• _Task requirements_
Format the entries below as a two-column CSV with the header input,output, giving one row per entry. Put each entry's text under input and its answer under output, with every field in double quotes and line breaks replaced by spaces.

• _Data for this exercise_
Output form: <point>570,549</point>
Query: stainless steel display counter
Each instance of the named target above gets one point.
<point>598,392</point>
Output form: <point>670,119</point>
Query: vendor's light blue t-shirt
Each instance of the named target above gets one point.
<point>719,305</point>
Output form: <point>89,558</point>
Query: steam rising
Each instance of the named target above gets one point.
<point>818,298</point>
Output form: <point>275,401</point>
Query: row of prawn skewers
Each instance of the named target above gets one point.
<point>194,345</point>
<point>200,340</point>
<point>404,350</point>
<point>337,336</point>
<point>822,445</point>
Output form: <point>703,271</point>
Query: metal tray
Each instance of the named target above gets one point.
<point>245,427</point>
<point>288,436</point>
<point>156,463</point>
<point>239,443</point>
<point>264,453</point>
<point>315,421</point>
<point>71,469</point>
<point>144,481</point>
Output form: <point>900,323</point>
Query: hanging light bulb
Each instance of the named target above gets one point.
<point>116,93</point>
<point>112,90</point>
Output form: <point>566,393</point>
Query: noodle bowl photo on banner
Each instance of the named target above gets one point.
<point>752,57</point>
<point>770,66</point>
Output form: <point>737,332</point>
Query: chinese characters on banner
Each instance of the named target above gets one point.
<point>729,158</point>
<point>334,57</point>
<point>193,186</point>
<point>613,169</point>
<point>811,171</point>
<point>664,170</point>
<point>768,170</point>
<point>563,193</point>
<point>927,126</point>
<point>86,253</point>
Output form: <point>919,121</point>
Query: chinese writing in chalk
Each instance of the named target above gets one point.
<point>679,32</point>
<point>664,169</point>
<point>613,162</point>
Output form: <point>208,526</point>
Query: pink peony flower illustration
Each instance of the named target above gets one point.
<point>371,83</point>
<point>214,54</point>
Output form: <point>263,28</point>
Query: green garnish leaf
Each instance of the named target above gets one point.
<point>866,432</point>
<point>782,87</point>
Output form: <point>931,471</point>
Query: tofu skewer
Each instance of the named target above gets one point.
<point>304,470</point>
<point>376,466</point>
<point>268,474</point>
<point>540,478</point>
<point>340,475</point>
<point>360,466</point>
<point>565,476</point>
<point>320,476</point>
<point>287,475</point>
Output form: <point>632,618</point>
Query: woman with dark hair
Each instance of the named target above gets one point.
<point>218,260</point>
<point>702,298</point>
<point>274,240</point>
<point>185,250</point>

• _Finished exercise_
input,output
"Output form: <point>570,549</point> Query: stainless steel display counter Each instance of the named target above gets one point.","<point>598,392</point>"
"Output form: <point>670,119</point> Query: vendor's light blue t-shirt Each instance of the named target above gets one point.","<point>719,305</point>"
"Output form: <point>89,558</point> Query: steam rising Each instance of the named target above gets one point.","<point>818,298</point>"
"Output form: <point>275,401</point> Query: row of prawn skewers Each instance of the named target above gets one point.","<point>194,345</point> <point>200,340</point> <point>404,350</point> <point>337,336</point> <point>822,445</point>"
"Output form: <point>703,271</point> Query: metal tray Each instance of the named target above gets one point.","<point>245,427</point> <point>288,436</point> <point>156,463</point> <point>239,443</point> <point>264,453</point> <point>315,421</point> <point>71,469</point> <point>144,481</point>"
"Output form: <point>900,323</point> Query: hanging light bulb Each instance of the named target above gets one point.","<point>116,93</point> <point>112,90</point>"
"Output form: <point>566,393</point> Query: noodle bowl photo on banner Each instance of the named target above gets one point.","<point>752,57</point> <point>770,66</point>"
"Output form: <point>737,332</point> Query: chinese characters on banner Each instance of the named target above gets one point.","<point>729,158</point> <point>334,57</point> <point>193,186</point> <point>613,169</point> <point>811,171</point> <point>664,170</point> <point>768,170</point> <point>563,193</point> <point>927,126</point> <point>86,253</point>"
"Output form: <point>919,121</point> Query: chinese writing in chalk Each instance of the named target above gets one point.","<point>679,32</point> <point>664,169</point> <point>613,162</point>"
"Output form: <point>208,526</point> Query: pink peony flower illustration Each instance of the named target above gets one point.","<point>371,83</point> <point>214,54</point>"
"Output form: <point>263,28</point> Query: green garnish leaf Each instance of the named target above gets one point.","<point>866,432</point> <point>782,87</point>"
"Output form: <point>931,471</point> Query: tofu skewer Each instance of the named target above gets one point.","<point>304,470</point> <point>376,466</point> <point>268,474</point> <point>540,478</point> <point>340,475</point> <point>360,466</point> <point>565,476</point> <point>320,476</point> <point>287,475</point>"
"Output form: <point>632,618</point> Query: woman with dark hair Each instance of the named target above gets one point.","<point>218,260</point> <point>702,298</point> <point>274,240</point> <point>185,250</point>"